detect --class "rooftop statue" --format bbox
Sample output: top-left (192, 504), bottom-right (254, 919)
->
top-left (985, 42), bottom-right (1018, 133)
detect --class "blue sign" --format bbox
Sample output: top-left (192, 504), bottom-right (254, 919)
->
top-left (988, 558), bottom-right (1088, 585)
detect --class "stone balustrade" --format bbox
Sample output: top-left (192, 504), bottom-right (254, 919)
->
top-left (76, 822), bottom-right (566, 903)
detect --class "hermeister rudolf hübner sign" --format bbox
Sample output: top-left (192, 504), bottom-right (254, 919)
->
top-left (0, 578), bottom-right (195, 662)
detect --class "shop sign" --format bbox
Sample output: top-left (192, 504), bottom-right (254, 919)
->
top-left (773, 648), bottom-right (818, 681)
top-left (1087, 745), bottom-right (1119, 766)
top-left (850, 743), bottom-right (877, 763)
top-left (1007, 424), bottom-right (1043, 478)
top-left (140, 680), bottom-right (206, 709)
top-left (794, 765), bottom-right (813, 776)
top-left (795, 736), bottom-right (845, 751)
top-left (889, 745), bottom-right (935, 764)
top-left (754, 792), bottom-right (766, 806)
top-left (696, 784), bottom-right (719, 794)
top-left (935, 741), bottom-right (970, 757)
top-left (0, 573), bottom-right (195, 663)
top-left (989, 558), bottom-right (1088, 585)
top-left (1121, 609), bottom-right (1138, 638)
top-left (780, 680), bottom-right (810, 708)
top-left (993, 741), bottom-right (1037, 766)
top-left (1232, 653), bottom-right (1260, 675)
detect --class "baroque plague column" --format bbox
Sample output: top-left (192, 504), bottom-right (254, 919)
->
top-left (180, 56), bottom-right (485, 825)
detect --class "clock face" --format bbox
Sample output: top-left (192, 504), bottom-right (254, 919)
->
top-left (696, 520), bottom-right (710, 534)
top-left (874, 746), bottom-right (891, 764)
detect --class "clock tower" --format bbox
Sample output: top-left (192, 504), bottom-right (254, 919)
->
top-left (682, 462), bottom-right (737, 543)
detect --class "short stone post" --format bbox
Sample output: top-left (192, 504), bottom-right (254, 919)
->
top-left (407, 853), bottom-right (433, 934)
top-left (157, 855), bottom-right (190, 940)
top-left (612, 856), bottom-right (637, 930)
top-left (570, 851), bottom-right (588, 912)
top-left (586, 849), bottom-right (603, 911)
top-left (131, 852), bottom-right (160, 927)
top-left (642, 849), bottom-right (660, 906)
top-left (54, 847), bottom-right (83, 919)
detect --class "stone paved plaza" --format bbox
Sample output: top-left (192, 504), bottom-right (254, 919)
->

**EXERCISE:** Your answer must be an exact copy of all the entries.

**ANSWER FOR THIS EXERCISE:**
detect --class "rooftop statue" --format bbox
Sample output: top-left (192, 504), bottom-right (254, 919)
->
top-left (985, 42), bottom-right (1018, 133)
detect --class "blue sign" --format bbox
Sample output: top-left (192, 504), bottom-right (254, 919)
->
top-left (988, 558), bottom-right (1088, 585)
detect --class "stone balustrade" --format bbox
Sample output: top-left (192, 504), bottom-right (254, 919)
->
top-left (76, 822), bottom-right (566, 903)
detect --class "hermeister rudolf hübner sign" --format bbox
Sample output: top-left (192, 504), bottom-right (254, 919)
->
top-left (0, 578), bottom-right (195, 662)
detect --class "shop sign" --format bbox
Sample output: top-left (192, 504), bottom-right (254, 919)
->
top-left (773, 648), bottom-right (818, 681)
top-left (1087, 745), bottom-right (1119, 766)
top-left (850, 743), bottom-right (877, 763)
top-left (1007, 424), bottom-right (1043, 478)
top-left (140, 680), bottom-right (206, 709)
top-left (794, 765), bottom-right (813, 776)
top-left (795, 736), bottom-right (845, 751)
top-left (889, 745), bottom-right (935, 764)
top-left (754, 792), bottom-right (766, 806)
top-left (696, 784), bottom-right (719, 794)
top-left (935, 741), bottom-right (970, 757)
top-left (0, 573), bottom-right (195, 663)
top-left (989, 558), bottom-right (1088, 585)
top-left (1121, 609), bottom-right (1138, 638)
top-left (780, 680), bottom-right (810, 708)
top-left (993, 741), bottom-right (1037, 766)
top-left (1232, 653), bottom-right (1260, 675)
detect --class "baroque plague column" --format bbox
Sample output: top-left (192, 504), bottom-right (254, 919)
->
top-left (180, 56), bottom-right (485, 825)
detect --class "clock face" --format bbox
Sample output: top-left (192, 504), bottom-right (254, 919)
->
top-left (696, 520), bottom-right (710, 534)
top-left (874, 746), bottom-right (891, 764)
detect --class "clock tower" --format bbox
Sample output: top-left (192, 504), bottom-right (254, 919)
->
top-left (682, 462), bottom-right (737, 543)
detect --class "short stone post" --format bbox
Sample output: top-left (192, 504), bottom-right (254, 919)
->
top-left (407, 853), bottom-right (433, 934)
top-left (157, 855), bottom-right (190, 940)
top-left (612, 856), bottom-right (637, 930)
top-left (570, 851), bottom-right (588, 912)
top-left (586, 849), bottom-right (603, 911)
top-left (131, 852), bottom-right (160, 927)
top-left (642, 849), bottom-right (660, 906)
top-left (54, 847), bottom-right (83, 919)
detect --class "stone paved plaza" --format bbox
Sample output: top-left (192, 504), bottom-right (254, 919)
->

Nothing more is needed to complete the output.